# Hollands grenzen noch offen?



## Bassattack (20. März 2020)

Kann mir einer sagen ob es noch möglich ist in Holland zu angeln ?Ob die Grenzen noch offen sind ,höre von einigen das es nicht mehr möglich ist .
In google findet man nichts darüber.

Mfg Mario


----------



## Waller Michel (20. März 2020)

Bassattack schrieb:


> Kann mir einer sagen ob es noch möglich ist in Holland zu angeln ?Ob die Grenzen noch offen sind ,höre von einigen das es nicht mehr möglich ist .
> In google findet man nichts darüber.
> 
> Mfg Mario



Ich habe regelmäßig Kontakt nach Holland, angeblich war gestern noch offen?  ( keine gesicherte Information !)
Auch ich wollte unbedingt dort hin zum Angeln ,aber die Frage stellt sich im Moment doch eigentlich nicht mehr oder? 

LG Michael


----------



## Thomas. (20. März 2020)

zur info, da ich ja direkt an der Grenze wohne, kann ich sagen das diese leider noch für jeder man geöffnet ist. es wird aber von beiden Seiten drum gebeten nicht ins Nachbarland zu reisen. zb,hier


----------



## Bassattack (20. März 2020)

Thomas. schrieb:


> zur info, da ich ja direkt an der Grenze wohne, kann ich sagen das diese leider noch für jeder man geöffnet ist. es wird aber von beiden Seiten drum gebeten nicht ins Nachbarland zu reisen. zb,hier



Genau davon ging ich aus ,ich habe heute auch nur flüchtig von ein Kollegen gehört das die Grenze dicht wäre ,aber geglaubt hab ich das nicht .Danke für die info


----------



## Jason (20. März 2020)

Bassattack schrieb:


> Genau davon ging ich aus ,ich habe heute auch nur flüchtig von ein Kollegen gehört das die Grenze dicht wäre ,aber geglaubt hab ich das nicht .Danke für die info


Denk an deine Gesundheit und auch an die deiner Familie. Die Viren lauern überall. Ich würde das nicht auf mich nehmen.

Gruß Jason


----------



## Waller Michel (20. März 2020)

Für mich steht das auch außer Frage !


----------



## Jason (20. März 2020)

Waller Michel schrieb:


> Für mich steht das auch außer Frage !

* _AUFGELISTETE EINTRÄGE_
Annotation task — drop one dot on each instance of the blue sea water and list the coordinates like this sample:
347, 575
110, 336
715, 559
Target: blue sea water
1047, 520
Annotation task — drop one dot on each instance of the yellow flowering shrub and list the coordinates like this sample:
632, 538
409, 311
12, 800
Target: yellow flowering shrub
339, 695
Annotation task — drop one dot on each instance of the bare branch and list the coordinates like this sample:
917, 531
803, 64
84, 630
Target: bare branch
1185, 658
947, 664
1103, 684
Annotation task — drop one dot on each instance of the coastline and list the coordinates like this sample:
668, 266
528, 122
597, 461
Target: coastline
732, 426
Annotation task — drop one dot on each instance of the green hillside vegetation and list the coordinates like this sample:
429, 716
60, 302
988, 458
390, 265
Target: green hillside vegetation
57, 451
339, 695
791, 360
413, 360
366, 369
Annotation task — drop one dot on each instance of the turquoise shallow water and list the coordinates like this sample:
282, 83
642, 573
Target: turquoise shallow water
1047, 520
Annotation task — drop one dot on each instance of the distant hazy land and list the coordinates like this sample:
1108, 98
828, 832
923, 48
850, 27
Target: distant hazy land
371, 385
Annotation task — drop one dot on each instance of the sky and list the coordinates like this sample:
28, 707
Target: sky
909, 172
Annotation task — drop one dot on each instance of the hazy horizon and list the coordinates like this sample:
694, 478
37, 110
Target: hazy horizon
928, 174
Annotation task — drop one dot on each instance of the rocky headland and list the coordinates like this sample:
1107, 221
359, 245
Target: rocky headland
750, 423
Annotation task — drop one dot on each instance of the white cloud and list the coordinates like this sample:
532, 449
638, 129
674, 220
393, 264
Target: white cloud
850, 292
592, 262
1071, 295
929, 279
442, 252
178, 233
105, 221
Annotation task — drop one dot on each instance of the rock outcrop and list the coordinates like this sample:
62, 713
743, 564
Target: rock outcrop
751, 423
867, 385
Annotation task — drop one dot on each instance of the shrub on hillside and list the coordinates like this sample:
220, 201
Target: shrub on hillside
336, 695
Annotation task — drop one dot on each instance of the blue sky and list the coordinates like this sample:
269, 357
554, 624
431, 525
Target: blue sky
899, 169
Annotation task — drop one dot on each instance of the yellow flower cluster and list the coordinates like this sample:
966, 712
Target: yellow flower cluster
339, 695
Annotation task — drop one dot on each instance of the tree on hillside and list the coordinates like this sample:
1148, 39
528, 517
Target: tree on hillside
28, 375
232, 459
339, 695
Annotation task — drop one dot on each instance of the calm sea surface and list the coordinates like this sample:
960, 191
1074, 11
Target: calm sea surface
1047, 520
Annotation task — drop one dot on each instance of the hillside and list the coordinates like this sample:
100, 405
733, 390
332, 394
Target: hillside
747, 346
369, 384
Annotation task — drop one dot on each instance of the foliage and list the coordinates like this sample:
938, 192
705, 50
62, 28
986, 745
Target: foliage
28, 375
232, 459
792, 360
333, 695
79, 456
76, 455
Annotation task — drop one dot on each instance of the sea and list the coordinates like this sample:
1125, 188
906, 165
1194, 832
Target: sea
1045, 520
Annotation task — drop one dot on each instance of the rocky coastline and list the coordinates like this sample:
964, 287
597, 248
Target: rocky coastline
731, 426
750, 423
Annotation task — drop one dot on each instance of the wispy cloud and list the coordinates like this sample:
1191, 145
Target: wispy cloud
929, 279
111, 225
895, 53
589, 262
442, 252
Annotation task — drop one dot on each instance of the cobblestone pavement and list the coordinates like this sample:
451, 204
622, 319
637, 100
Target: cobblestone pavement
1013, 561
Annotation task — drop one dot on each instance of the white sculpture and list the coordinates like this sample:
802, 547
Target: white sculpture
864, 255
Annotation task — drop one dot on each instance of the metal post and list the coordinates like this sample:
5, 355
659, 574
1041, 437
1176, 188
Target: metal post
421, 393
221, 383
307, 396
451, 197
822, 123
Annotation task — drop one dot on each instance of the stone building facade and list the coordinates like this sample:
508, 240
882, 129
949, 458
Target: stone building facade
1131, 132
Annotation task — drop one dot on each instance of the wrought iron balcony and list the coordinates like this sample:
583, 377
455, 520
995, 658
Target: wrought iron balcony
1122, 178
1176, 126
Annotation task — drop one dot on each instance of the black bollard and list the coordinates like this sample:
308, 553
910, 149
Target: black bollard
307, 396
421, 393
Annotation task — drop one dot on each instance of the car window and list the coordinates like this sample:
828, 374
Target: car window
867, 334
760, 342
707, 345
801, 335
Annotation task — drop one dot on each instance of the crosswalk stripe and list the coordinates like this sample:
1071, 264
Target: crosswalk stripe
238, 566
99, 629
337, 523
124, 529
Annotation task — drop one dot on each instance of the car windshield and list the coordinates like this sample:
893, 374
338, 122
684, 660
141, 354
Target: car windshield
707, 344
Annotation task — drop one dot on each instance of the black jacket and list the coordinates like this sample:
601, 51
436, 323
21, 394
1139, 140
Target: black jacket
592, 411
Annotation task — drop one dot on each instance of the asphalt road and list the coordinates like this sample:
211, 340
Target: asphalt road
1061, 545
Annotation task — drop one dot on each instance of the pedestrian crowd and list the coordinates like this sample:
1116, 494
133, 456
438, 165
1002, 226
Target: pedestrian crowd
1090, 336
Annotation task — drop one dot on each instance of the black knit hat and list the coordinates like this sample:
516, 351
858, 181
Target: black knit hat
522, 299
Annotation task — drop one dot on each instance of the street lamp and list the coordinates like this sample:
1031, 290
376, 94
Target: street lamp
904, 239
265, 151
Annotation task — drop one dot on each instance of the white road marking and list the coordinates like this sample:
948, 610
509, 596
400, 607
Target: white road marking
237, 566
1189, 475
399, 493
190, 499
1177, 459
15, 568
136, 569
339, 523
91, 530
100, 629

* _AUFGABEN_
- a) Worum wird laut dem Ausgangstext von beiden Seiten der Grenze gebeten?
- b) Stimmen diese Aussagen mit dem Ausgangstext überein? Beantworte jede mit Ja oder Nein und zitiere die entscheidenden Worte wörtlich.
(i) Mario hat bei Google nichts über die Grenzen gefunden.
(ii) Bassattack hat seinem Kollegen geglaubt, dass die Grenze dicht sei.
(iii) Waller Michel nennt seine Angabe, die Grenze sei gestern noch offen gewesen, gesichert.
- c) Gib aus dem Ausgangstext die Stelle wieder, die bei den Worten "Ich habe regelmäßig" beginnt und nach "Thomas. (20. März 2020)" aufhört.
Für die Einträge gibt es hier nichts zu tun.

* _DIE ANTWORTEN_
- a) Darum, nicht ins Nachbarland zu reisen.

- b)
(i) Ja: „In google findet man nichts darüber.“
(ii) Nein: „aber geglaubt hab ich das nicht“
(iii) Nein: „keine gesicherte Information !“

- c)
Ich habe regelmäßig Kontakt nach Holland, angeblich war gestern noch offen?  ( keine gesicherte Information !)
Auch ich wollte unbedingt dort hin zum Angeln ,aber die Frage stellt sich im Moment doch eigentlich nicht mehr oder? 

LG Michael


----------



## Thomas. (20. März 2020)